• **Exercise brief**
Identify each line of the records below that contains the string "pixel", and copy every such line in full.

Stored items:
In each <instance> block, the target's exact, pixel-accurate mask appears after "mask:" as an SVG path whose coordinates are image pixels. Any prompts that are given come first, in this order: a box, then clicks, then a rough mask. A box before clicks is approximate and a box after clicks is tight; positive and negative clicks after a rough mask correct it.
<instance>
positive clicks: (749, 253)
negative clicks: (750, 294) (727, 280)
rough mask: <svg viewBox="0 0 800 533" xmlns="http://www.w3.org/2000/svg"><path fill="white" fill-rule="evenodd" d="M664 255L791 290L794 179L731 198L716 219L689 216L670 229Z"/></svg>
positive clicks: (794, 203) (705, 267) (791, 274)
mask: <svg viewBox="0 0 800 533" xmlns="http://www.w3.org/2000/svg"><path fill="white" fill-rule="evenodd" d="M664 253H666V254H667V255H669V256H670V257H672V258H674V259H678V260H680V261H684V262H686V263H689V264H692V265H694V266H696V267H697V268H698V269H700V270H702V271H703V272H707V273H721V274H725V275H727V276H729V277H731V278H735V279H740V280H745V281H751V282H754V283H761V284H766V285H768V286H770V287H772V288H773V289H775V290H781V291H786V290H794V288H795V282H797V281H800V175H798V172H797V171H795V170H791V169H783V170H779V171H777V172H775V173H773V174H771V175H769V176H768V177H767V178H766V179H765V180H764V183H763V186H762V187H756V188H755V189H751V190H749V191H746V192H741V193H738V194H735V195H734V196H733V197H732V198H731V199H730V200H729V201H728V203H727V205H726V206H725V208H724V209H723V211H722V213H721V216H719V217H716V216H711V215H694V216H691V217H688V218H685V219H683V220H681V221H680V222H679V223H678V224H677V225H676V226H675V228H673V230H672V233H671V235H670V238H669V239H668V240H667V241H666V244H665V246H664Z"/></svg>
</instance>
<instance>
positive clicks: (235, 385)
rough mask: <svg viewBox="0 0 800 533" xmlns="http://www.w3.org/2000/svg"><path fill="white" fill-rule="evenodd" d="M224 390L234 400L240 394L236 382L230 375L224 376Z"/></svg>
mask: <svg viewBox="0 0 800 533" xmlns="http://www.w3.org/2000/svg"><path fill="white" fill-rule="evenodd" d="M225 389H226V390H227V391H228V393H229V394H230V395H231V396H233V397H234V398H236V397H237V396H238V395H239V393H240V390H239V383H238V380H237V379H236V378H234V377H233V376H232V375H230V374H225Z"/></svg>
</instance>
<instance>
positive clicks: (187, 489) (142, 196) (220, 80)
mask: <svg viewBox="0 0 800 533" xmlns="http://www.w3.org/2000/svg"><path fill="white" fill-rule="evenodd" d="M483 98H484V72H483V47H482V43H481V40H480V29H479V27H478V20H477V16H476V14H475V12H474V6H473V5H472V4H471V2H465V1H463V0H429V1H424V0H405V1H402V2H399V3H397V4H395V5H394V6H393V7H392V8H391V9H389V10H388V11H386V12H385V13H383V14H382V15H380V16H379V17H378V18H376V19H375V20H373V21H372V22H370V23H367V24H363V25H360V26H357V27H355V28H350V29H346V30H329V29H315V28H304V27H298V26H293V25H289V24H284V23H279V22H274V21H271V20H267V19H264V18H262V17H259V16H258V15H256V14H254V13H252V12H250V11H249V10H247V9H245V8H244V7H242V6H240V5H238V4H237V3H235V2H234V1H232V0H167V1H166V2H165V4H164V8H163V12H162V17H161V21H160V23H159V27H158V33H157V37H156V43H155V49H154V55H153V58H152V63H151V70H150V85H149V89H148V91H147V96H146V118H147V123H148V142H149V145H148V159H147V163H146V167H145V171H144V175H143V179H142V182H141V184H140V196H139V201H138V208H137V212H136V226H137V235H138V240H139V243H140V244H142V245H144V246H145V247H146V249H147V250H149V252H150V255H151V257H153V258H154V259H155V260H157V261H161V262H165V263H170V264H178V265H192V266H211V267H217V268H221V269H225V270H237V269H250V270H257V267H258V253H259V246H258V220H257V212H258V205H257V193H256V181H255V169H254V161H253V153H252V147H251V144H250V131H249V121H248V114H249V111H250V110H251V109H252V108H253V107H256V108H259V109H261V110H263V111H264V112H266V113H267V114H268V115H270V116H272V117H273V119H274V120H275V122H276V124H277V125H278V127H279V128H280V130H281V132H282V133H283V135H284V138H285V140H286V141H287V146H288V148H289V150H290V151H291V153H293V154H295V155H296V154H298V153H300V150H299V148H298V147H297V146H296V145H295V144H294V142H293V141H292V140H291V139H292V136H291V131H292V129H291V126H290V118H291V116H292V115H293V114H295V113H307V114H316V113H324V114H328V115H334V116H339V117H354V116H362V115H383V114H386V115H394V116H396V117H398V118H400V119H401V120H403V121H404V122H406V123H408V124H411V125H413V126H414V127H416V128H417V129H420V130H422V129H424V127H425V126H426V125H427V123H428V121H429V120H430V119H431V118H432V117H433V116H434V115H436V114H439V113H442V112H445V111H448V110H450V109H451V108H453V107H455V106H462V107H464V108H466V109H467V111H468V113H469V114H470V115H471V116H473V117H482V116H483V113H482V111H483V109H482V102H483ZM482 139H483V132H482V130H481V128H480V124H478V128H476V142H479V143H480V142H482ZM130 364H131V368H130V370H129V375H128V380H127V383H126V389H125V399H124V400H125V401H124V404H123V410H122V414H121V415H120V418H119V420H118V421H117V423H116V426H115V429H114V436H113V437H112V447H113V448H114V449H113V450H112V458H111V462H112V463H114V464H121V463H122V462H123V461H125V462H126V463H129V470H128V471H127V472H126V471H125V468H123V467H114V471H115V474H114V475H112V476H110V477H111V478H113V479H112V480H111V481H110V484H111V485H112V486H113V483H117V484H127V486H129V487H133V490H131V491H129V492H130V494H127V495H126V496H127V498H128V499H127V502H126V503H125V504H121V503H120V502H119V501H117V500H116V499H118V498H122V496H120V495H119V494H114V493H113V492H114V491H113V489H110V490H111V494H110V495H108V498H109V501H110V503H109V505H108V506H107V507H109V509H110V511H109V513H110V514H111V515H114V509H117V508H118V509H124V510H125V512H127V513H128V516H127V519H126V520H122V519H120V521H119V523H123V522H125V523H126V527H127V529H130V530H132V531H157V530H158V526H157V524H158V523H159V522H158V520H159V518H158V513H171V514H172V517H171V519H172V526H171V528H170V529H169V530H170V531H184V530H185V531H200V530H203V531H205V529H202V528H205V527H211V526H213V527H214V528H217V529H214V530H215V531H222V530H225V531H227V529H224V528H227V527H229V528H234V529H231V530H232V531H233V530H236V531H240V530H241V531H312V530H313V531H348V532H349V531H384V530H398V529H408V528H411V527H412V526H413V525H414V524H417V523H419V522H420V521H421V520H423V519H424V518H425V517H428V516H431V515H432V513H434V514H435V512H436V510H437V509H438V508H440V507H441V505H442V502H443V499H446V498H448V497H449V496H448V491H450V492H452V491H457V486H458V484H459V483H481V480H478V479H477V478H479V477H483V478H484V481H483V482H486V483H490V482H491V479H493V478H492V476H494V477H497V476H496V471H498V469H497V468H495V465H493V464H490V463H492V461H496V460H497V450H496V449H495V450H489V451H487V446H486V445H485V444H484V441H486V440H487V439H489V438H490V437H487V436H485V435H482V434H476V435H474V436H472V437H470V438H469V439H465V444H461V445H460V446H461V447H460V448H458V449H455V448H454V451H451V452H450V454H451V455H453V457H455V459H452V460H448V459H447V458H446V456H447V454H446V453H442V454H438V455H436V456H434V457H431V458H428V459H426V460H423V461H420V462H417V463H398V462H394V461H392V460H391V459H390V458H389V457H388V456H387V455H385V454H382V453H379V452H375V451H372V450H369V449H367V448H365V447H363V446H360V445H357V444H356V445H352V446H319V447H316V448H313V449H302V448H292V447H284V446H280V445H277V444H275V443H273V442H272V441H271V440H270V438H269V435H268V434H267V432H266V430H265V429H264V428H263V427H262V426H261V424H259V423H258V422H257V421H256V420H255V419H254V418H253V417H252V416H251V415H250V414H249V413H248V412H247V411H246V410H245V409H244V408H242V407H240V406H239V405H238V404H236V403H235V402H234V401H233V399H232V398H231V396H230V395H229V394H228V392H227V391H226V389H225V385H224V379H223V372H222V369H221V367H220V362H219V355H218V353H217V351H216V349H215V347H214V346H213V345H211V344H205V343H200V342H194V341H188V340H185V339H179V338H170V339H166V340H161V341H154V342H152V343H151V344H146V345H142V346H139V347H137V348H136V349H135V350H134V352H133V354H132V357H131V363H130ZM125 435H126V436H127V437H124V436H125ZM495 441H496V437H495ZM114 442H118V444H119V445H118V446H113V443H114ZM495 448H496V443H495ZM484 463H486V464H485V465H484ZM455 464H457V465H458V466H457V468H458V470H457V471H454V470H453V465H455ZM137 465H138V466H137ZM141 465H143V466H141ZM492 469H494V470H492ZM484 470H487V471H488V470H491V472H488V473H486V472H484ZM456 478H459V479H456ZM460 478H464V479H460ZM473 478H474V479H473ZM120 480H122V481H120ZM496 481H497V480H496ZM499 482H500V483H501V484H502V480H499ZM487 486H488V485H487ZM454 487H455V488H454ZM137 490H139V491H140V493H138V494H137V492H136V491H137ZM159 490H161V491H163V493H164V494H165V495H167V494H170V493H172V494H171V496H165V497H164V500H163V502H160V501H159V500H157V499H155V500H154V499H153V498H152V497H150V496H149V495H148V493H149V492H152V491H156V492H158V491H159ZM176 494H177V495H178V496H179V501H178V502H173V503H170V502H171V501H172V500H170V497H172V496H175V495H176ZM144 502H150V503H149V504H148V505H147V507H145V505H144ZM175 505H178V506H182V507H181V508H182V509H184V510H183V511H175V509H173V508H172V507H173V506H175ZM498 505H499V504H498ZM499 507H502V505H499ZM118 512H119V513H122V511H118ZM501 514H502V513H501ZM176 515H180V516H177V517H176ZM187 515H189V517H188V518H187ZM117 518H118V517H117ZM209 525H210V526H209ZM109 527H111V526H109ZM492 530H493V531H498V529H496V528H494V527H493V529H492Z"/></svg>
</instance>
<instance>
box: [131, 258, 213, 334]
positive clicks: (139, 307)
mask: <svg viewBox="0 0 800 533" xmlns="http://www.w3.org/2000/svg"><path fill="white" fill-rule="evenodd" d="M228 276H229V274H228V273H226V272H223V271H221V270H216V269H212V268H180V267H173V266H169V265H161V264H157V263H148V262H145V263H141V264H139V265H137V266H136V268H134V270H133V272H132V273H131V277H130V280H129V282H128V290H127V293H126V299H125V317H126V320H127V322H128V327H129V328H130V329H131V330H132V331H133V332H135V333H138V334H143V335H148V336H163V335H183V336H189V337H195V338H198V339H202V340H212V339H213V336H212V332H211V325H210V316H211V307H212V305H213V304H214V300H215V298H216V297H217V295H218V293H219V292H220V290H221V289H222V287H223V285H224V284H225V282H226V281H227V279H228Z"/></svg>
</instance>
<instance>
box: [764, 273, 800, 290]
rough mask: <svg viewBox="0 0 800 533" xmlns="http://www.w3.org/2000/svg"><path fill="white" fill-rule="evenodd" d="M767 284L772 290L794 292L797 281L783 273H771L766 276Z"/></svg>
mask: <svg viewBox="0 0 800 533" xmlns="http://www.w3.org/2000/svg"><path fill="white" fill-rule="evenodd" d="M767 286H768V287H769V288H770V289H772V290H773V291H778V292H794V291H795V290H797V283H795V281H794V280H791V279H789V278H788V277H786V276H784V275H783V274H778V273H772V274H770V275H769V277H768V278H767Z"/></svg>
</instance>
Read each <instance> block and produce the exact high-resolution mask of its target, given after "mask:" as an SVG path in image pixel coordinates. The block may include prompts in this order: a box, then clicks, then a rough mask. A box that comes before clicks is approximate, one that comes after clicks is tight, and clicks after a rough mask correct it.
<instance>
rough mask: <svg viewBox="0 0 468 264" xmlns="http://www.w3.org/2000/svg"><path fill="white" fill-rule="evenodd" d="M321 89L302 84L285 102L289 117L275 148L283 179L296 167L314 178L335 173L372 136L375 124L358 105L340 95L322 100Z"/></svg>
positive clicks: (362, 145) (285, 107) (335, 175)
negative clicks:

• **Completed exercise**
In each <instance> block, the target's exact, pixel-accurate mask appears after "mask:" as an SVG path whose coordinates are image pixels. Any prompts that are given come first, in this order: a box, then clicks, then a rough mask. A box before clicks is approximate and a box after clicks is tight; positive and negative clicks after a rough mask correct it.
Read each <instance> block and produce the exact high-resolution mask of its target, given after "mask:" as an SVG path in image pixel coordinates. The block may include prompts in this order: a box, then clicks, then a rough mask. A box that comes before clicks is approximate, one that comes after clicks is tight, and clicks after a rough mask correct it.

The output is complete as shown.